**BRANO DI LETTURA**:

L’autunno può essere anche una stagione di speranza. E quest’autunno 2011 – indelebilmente segnato da venti di crisi che ci hanno scaraventato addosso richiami poderosi e scioccanti alle nostre debolezze nazionali e alle responsabilità che, non solo per noi stessi, dobbiamo saper onorare – può davvero convertirsi in stagione di speranza. Una stagione utile per attraversare con convinzione il tempo del rigore che inesorabilmente si annuncia e per rinsaldare le fondamenta del sistema Italia. Il 'governo dei competenti e dei disinteressati' (riprendo l’esigente etichetta-auspicio di un nostro lettore) che è nato ieri – il 63° della storia repubblicana – è chiamato a lavorare per questo, con lena almeno pari alle grandi difficoltà che gli tocca di affrontare.
Questo esecutivo, voluto dal capo dello Stato e guidato da Mario Monti, è nato per gestire una transizione ardua. Per aprire il cantiere dei 'sacrifici' – spiegandocene equità, senso e convenienza – e per impostare sostenibilmente la nuova fase di sviluppo umano ed economico di una grande nazione, già fortemente sviluppata, nell’era della globalizzazione e del riequilibrio necessario e inevitabile. Dovrà saperlo fare con quello spirito di civile servizio che si addice a una compagine di 'tecnici', ma di tecnici con l’anima, cioè con le idee chiare e con valori saldi (e ci sono molti nomi e biografie che danno piena fiducia in questo senso). Dovrà saperlo fare, valorizzando le grandi forze positive della società italiana e dando vita a un’intelligente e decisiva collaborazione con Camera e Senato nelle cui aule – grazie alla disponibilità certo interessata eppure davvero interessante delle maggiori forze politiche – dispone di una vastissima maggioranza. In Italia, del resto, nessun tipo di governo è concepibile e può reggere senza una base politica nell’istituzione centrale nel nostro ordinamento costituzionale: il Parlamento.

**ESERCIZIO**: Prosegui il brano sul governo guidato da Mario Monti, ripartendo subito dopo la sua ultima frase.

**RIGHE DEL DATASET**:
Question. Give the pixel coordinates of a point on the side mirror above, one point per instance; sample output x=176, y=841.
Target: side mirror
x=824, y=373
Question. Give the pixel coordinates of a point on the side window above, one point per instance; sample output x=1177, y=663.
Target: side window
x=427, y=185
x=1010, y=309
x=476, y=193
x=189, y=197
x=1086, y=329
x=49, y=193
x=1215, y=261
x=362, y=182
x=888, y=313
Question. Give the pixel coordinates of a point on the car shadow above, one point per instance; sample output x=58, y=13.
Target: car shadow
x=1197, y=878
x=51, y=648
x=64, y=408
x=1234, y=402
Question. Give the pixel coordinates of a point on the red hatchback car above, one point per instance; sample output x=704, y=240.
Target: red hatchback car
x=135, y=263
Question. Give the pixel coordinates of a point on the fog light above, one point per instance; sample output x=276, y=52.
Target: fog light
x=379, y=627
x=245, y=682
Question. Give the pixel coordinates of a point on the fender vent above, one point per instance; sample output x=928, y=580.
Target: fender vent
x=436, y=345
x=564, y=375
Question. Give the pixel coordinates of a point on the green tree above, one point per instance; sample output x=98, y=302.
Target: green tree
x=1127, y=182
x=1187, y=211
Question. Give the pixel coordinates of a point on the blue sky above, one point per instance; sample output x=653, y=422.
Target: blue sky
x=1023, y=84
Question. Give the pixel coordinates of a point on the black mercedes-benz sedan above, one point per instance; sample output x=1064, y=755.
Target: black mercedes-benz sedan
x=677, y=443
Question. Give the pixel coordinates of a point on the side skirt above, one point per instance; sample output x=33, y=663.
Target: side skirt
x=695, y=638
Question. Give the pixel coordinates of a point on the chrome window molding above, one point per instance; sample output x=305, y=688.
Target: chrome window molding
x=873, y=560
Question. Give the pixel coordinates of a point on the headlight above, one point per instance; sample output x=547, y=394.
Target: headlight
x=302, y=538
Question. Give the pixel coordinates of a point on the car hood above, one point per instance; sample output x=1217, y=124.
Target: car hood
* * *
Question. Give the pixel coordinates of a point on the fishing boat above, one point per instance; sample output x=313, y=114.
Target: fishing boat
==
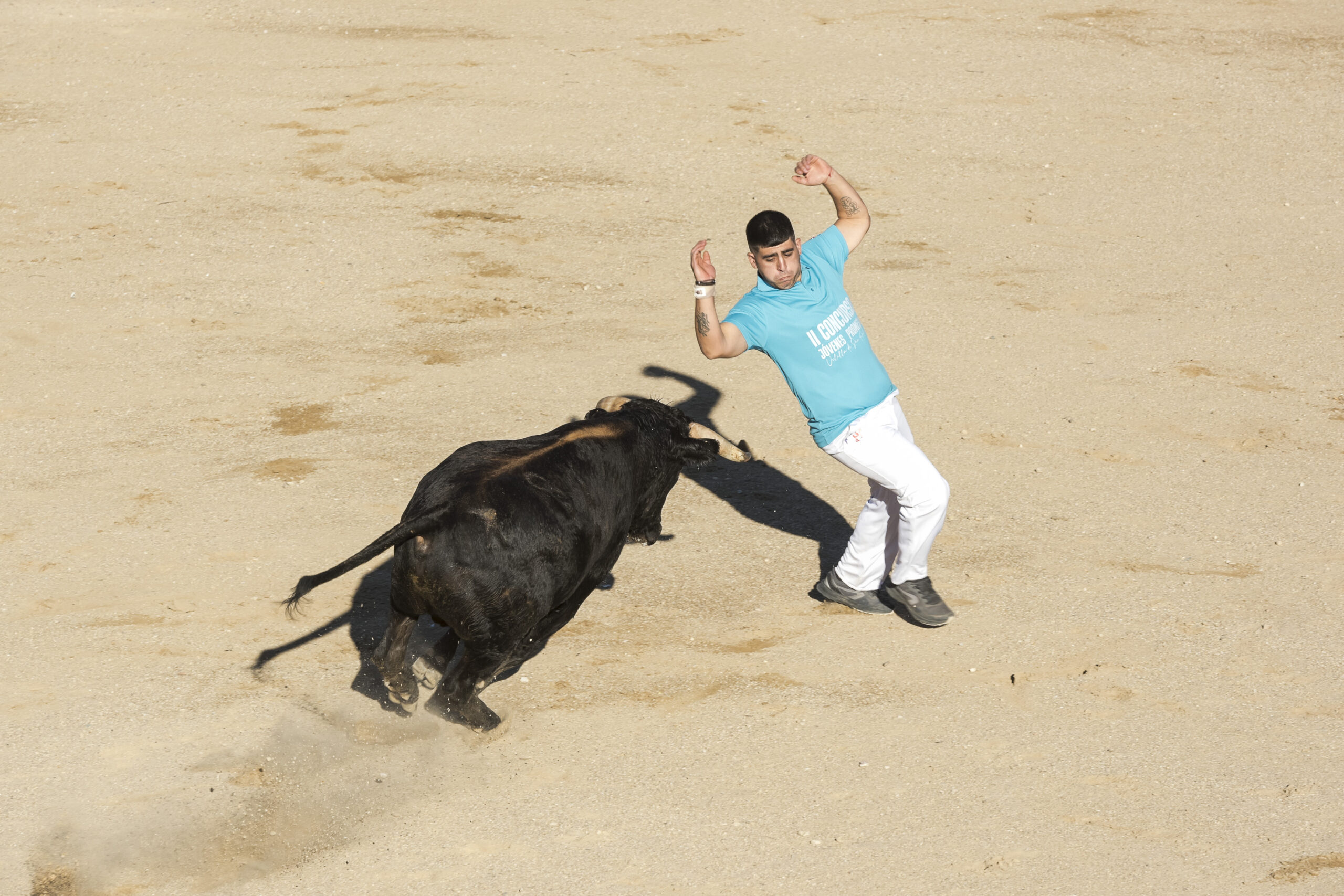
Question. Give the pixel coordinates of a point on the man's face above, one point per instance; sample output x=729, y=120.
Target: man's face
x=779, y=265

**RISULTATO DELL'ESERCIZIO**:
Una maggioranza, dunque, c’è. Ed è il risultato di scelte responsabili e ben calcolate di forze a loro volta in transizione. La costituiscono il grintoso sì del Pdl, possibile grazie al non scontato passo indietro di Silvio Berlusconi che s’è fatto passo avanti del partito di maggioranza relativa. L’articolato sì del Pd, che ha investito su questa cruciale fase di passaggio anche la propria capacità di coalizione, coinvolgendo in qualche modo la recalcitrante Idv e l’extraparlamentare Sel. E il sì totale dell’attuale Terzo Polo, che un percorso di questo tipo ha indicato a lungo e che in questa impegnativa esperienza testerà se stesso e i futuri compagni di strada. Solo la Lega dice no, ed è una decisione tatticamente comprensibile, ma non convincente. Sarebbe il colmo se il federalismo fiscale divenisse realtà ben temperata nei mesi del ministero della Coesione territoriale dopo essere rimasto sulla carta negli anni del ministero per l’Attuazione del federalismo.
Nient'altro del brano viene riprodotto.